# New To Surf Fishing for Sharks/What reel



## Joelybob (Aug 21, 2006)

OK fellas, I have an important question for yall. What reel should I purchase for Sharkfishing the surf. I used to own a couple of Penn 209s and 309s for Black drum and bull reds but got rid of them because they had bushings not bearings. Would the new Penn 209s/309s with the bearings be ok. Or will the level wind tear off on a great old bigun. Any suggestion on what shark reel to purchase for the surf would be greatly appreciated. Thanks fellas.


----------



## blackocean (Sep 26, 2006)

I dont know what you like, but I would shoot for a good spinning reel. Maybe like a Penn 750 SS. The bearings will hold up good in the salt Water and they have a good hard body design. Plus they have been around for ever, that must say something about them.


----------



## Mitchw123456 (Aug 14, 2005)

I'm not a spinning reel person. Alot of people like the 309s and 209s but I personally would stay away from them, but if you do go with them the first thing i would do is remove the level winder if you are planning on casting them at all. What kind of money are you looking at spending for the new gear? Do you plan on buying a yak or do you just plan on casting from the bars? A little more info will get us a long way on helping you decide


----------



## Joelybob (Aug 21, 2006)

That is the spinfisher model right, at 250/20 capacity is it heavy duty enough for surf sharks. Because I have a couple Quantums that have the same and more capacity IR6s and up. They are saltwater quantums. But I am really looking for a good baitcasters.


----------



## blackocean (Sep 26, 2006)

ahh. Well I like the ambassador reels for the money. I also agree that you should remove the level wind from the baitcasters.


----------



## blackocean (Sep 26, 2006)

I have a 309 that I can give you a deal on, But it needs drag washers. Nice reel though.


----------



## Joelybob (Aug 21, 2006)

I am going to cast from bars, A kayak is not an option for me because I am alot larger than the average person, In other words I am a very hefty fella. My Price range for a reel would not exceed $200.00, but $100.00 to $150.00 would be even better. As far as a rod , I am a shadetree rod builder and custom built a 10 footer that a baitcasting reel should fit nicely on. So I have a couple nice rods, just need to buy a good baitcaster.


----------



## blackocean (Sep 26, 2006)

It sounds to me that you have already made up you mind. The Penns are good reels.


----------



## Joelybob (Aug 21, 2006)

Mitchw123456 , I posted alittle more info in the thread above. When I fished with the old 209s/309s I had no problems casting. I could empty almost half the spool of the 209 when it was filled with 30lb catfish fusion. I was just wondering if the power of a shark will rip the level wind off. And also wonder if the 209s/309s are big enough for the sharks in the surf. I suspect the 309 would be though. I spool up with Spider wire stealth, so that gives me alot more yardage. If you prefer others to the 209s/309s let me know what they are. I am grasping at straws, I have no Idea what to look for in a casting reel for sharks in the surf.

What needs to be done:
Answer these about the shark reel thread:
1. Which spinning reel model does blackocean first suggest?
2. What is the most Joelybob would spend on a reel?
3. How long is the rod Joelybob custom built?
You can leave the entries aside.

Supplied material:
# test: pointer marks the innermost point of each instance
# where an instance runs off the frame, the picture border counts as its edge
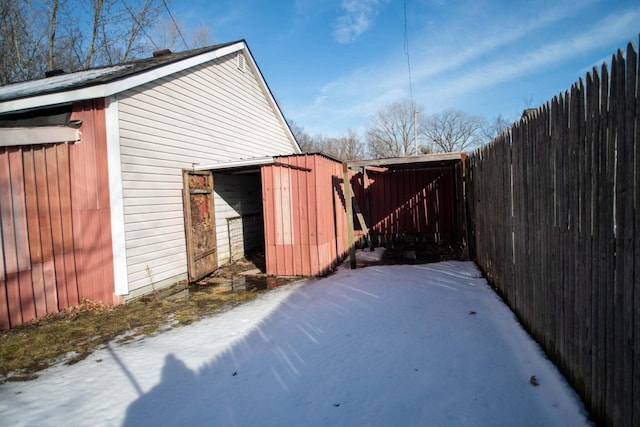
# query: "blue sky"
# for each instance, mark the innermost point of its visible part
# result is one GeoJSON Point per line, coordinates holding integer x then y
{"type": "Point", "coordinates": [332, 64]}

Exercise answer:
1. A Penn 750 SS
2. $200.00
3. 10 feet